Problema curto 1: Selecione todas as linhas da listagem que contêm a palavra "green", levando em conta a diferença entre maiúsculas e minúsculas.

Trecho da fonte:
★ ★ ★ ★

Uma análise da inexigibilidade de conduta diversa

Agenda 24/03/2014 às 10:55

Os policiais da ROTA não eram os mais aptos para invadir o Carandiru e não podem ser responsabilizados por seus atos. Eles receberam uma ordem para invadir e essa ordem nunca poderia ter sido dada. Trata-se de inexigibilidade de conduta diversa.

Os jurados devem absolver ou condenar os policiais?

Absolver se forem inocentes e condenar se forem culpados.

O Brasil precisa melhorar muito e em todos os sentidos. Com certeza um dos pontos em que deve melhorar é na aplicação da justiça. Então não devemos permitir que a revolta nos corrompa.

Vamos lutar sim, não vamos desistir, pois (jovens de classe média e com ensino superior) somos a esperança desse Brasil. Vamos nos manter serenos para manter a qualidade das nossas ideias.

Esse Brasil precisa com urgência de investimentos em segurança pública (nesse sentido a criminologia ensina que investimentos em ressocializacao são úteis para a segurança pública). Em especial precisamos de mais iluminação pública, mais viaturas policiais nas ruas e mais, melhores preparados e remunerados policiais em rondas ostensivas de prevenção nas ruas. Isso é combate ao crime.

Com certeza, simplesmente torcer pela absolvição de qualquer pessoa não aumenta a segurança pública e nem melhora o Brasil, mas sim o contrário. Vamos sempre lutar pela justiça e pelo respeito à lei.

★ ★ ★ ★

Problema curto 2: Reproduza palavra por palavra o trecho do texto acima sobre a inexigibilidade de conduta diversa, começando em "Os policiais da" e terminando em "das nossas ideias.".

Trechos de conjunto de dados rotulados com caixas:

★ ★ ★ ★

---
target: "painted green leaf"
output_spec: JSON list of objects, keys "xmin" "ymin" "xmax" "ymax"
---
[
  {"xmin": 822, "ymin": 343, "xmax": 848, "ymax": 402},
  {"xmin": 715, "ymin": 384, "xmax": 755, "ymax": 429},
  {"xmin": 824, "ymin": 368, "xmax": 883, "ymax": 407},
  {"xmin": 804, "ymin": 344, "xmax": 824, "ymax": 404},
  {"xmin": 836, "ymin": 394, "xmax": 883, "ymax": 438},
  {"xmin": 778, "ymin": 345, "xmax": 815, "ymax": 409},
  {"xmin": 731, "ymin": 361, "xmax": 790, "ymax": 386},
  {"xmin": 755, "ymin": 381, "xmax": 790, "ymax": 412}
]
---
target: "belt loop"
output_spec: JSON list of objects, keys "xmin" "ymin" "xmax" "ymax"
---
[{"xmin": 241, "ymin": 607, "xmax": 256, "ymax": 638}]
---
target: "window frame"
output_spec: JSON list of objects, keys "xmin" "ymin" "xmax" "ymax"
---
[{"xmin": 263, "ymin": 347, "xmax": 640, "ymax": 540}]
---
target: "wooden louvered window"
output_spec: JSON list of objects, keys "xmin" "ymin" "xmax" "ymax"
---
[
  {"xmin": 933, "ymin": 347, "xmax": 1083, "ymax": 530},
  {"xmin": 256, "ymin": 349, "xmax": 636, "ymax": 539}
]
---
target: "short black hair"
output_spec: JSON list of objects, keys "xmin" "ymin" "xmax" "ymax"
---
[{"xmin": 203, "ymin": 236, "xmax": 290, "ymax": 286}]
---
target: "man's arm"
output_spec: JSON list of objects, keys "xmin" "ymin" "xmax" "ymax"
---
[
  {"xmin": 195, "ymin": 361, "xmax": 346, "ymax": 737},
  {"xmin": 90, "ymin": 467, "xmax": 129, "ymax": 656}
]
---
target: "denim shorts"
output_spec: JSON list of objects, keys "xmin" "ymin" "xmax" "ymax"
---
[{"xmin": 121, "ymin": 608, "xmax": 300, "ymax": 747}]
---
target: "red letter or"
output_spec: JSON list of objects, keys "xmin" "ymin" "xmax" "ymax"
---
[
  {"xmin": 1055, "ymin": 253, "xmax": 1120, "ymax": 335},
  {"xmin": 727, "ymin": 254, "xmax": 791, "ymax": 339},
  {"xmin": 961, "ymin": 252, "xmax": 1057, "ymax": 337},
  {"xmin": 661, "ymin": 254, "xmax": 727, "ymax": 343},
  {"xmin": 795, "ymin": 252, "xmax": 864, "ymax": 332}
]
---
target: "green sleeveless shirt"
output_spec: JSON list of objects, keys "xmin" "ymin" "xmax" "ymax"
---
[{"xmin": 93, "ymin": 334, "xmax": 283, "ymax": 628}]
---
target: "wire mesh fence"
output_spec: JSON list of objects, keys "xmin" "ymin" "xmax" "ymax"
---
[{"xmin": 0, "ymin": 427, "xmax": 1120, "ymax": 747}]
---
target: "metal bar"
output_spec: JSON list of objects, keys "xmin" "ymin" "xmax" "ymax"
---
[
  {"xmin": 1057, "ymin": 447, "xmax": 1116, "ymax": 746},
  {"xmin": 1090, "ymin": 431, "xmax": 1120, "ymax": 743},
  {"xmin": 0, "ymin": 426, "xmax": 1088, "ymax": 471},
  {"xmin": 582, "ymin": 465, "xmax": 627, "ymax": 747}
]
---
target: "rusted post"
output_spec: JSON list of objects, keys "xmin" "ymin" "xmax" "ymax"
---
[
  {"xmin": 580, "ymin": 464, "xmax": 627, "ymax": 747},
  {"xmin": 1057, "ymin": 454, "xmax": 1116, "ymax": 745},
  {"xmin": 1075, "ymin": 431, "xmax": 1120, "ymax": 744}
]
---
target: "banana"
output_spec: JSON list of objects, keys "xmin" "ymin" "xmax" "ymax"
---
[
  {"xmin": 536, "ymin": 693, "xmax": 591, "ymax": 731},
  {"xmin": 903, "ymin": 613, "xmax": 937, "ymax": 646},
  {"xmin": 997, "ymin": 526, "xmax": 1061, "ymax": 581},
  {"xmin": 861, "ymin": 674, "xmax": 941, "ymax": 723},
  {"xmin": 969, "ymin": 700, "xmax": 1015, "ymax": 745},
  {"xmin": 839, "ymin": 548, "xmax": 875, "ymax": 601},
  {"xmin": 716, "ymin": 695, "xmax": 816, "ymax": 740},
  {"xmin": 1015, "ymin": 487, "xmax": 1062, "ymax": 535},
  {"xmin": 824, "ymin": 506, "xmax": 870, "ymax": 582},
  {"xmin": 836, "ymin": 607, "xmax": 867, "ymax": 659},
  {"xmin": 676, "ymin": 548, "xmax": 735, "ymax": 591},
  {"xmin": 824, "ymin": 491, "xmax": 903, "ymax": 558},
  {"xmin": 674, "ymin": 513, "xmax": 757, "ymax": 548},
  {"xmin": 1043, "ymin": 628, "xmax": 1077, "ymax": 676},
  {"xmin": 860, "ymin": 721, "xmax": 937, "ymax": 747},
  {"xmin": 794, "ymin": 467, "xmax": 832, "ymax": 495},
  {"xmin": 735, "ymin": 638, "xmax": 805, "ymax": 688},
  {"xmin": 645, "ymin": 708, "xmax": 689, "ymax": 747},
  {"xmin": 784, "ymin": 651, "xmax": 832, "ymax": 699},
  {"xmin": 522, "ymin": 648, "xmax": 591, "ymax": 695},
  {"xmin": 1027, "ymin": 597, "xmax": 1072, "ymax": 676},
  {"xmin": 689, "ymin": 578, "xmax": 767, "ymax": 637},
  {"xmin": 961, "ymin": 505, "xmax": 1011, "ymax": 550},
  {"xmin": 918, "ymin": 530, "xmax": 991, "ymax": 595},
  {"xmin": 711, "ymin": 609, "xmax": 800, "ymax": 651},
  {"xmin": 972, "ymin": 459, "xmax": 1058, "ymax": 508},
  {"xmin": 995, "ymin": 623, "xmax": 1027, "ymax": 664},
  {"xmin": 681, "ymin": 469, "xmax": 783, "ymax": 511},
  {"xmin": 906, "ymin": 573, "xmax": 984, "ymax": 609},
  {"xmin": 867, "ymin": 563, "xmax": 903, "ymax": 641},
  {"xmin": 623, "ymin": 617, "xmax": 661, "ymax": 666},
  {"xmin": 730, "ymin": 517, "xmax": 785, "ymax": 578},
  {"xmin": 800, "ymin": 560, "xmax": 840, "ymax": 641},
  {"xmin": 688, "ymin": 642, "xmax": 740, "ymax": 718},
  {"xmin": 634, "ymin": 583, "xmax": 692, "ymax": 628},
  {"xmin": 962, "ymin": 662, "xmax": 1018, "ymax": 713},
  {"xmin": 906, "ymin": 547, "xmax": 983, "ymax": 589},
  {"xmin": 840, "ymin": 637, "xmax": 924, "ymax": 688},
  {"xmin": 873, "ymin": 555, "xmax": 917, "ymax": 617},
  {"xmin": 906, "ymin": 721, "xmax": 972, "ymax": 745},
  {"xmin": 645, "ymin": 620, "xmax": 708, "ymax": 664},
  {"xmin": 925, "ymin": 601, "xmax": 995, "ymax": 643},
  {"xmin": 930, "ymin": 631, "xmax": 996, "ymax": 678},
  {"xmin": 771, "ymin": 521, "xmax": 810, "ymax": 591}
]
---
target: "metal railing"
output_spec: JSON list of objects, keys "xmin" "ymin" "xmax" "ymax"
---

★ ★ ★ ★

Resposta do exercício 1:
target: "painted green leaf"
target: "green sleeveless shirt"

Resposta do exercício 2:
Os policiais da ROTA não eram os mais aptos para invadir o Carandiru e não podem ser responsabilizados por seus atos. Eles receberam uma ordem para invadir e essa ordem nunca poderia ter sido dada. Trata-se de inexigibilidade de conduta diversa.

Os jurados devem absolver ou condenar os policiais?

Absolver se forem inocentes e condenar se forem culpados.

O Brasil precisa melhorar muito e em todos os sentidos. Com certeza um dos pontos em que deve melhorar é na aplicação da justiça. Então não devemos permitir que a revolta nos corrompa.

Vamos lutar sim, não vamos desistir, pois (jovens de classe média e com ensino superior) somos a esperança desse Brasil. Vamos nos manter serenos para manter a qualidade das nossas ideias.